Task to complete
Copy out every record below with complete accuracy.

The data

- - -

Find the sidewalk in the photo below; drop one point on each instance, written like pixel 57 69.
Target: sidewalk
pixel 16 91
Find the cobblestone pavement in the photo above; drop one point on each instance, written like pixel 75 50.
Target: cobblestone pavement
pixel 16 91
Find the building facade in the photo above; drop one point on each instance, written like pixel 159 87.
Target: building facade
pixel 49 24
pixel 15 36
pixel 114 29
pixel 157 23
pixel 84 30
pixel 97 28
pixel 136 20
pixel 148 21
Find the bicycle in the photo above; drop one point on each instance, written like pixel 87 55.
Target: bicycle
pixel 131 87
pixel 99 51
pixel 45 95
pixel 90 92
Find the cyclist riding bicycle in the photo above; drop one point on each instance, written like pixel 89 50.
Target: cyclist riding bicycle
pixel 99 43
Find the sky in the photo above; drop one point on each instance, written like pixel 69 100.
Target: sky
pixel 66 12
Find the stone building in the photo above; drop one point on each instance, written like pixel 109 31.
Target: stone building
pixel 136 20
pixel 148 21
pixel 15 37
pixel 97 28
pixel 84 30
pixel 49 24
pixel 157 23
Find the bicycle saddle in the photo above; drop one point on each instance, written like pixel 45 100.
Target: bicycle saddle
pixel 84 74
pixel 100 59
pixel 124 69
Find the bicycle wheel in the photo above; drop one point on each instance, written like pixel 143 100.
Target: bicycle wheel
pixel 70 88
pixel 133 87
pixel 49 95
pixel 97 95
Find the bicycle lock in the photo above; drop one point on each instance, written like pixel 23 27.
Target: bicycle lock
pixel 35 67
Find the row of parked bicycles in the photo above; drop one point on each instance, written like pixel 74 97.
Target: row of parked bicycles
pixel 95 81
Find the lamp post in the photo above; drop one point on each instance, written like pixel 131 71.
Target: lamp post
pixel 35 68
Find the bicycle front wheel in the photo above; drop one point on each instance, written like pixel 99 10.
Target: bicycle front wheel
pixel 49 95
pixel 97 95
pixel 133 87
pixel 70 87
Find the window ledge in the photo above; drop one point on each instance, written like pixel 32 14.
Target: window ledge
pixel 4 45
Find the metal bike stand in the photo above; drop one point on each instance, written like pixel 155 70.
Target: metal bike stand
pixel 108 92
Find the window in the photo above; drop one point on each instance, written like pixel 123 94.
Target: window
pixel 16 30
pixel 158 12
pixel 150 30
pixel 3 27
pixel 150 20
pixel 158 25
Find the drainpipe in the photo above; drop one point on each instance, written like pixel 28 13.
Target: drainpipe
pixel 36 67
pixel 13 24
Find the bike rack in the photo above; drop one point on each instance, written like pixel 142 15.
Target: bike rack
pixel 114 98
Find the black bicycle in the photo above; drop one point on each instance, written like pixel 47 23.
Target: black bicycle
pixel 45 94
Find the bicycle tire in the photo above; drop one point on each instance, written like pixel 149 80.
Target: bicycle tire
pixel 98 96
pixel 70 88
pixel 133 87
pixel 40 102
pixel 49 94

- - -

Written answer
Find the sidewalk in the photo below; drop one point on each instance, written like pixel 57 69.
Target: sidewalk
pixel 16 91
Find the cobblestone pavement in the photo above; drop one point on each instance, written like pixel 75 50.
Target: cobblestone pavement
pixel 16 91
Find the building facade in the photo above; drop one point on each instance, written like pixel 159 87.
Target: building facade
pixel 49 24
pixel 15 36
pixel 114 29
pixel 157 23
pixel 84 30
pixel 97 28
pixel 136 20
pixel 148 21
Find the bicycle in the photo above; drop one point on each instance, written like pixel 87 55.
Target: bicycle
pixel 131 87
pixel 99 51
pixel 45 95
pixel 90 92
Find the cyclist riding bicycle in the photo above; drop one point on each instance, written like pixel 89 50.
Target: cyclist riding bicycle
pixel 99 43
Find the sky in the photo above; drop one point on each instance, written like pixel 69 100.
Target: sky
pixel 66 12
Find the stone building in the photo above; drop one point on each instance, written like pixel 109 31.
Target: stone building
pixel 136 20
pixel 148 21
pixel 15 37
pixel 97 28
pixel 84 30
pixel 49 24
pixel 157 23
Find the bicycle saddle in the photo above; drop one point on each instance, written like pixel 45 100.
Target: bicycle saddle
pixel 84 74
pixel 100 59
pixel 124 69
Find the bicycle wheel in the photo above; drop one point on each instance, written like pixel 143 100.
Target: bicycle wheel
pixel 70 88
pixel 133 87
pixel 49 95
pixel 97 95
Find the bicycle lock in the photo above; drop one point on each instance, written like pixel 23 27.
Target: bicycle lock
pixel 35 67
Find the row of parked bicycles in the photo above; drop one point on each instance, written like pixel 74 97.
Target: row of parked bicycles
pixel 95 81
Find the lamp post in the photo above; drop one point on each instance, written like pixel 131 71.
Target: lamp post
pixel 35 68
Find the bicycle front wheel in the photo above; drop one point on each instance, written like pixel 99 10.
Target: bicycle front wheel
pixel 49 95
pixel 97 95
pixel 133 87
pixel 70 87
Find the window ledge in the photo above; drop one point on each instance, written like pixel 32 14.
Target: window ledge
pixel 4 45
Find the metal bike stand in the photo above; drop one point on each instance, written like pixel 155 70.
Target: metal bike stand
pixel 108 92
Find the window in the photo above; drop one point on each instance, written like pixel 123 94.
Target: window
pixel 16 30
pixel 158 12
pixel 150 30
pixel 3 27
pixel 150 20
pixel 158 25
Find the drainpipe in the photo above; drop one point on each instance, written like pixel 28 13.
Target: drainpipe
pixel 36 67
pixel 13 24
Find the bike rack in the photo above; drop one point on each instance, written like pixel 142 15.
Target: bike rack
pixel 114 98
Find the black bicycle in the photo above; drop one point on each instance, written like pixel 47 23.
Target: black bicycle
pixel 45 94
Find the bicycle tire in the photo above; drop one point on each instance, written like pixel 149 80.
Target: bicycle tire
pixel 98 96
pixel 70 88
pixel 133 87
pixel 40 102
pixel 49 94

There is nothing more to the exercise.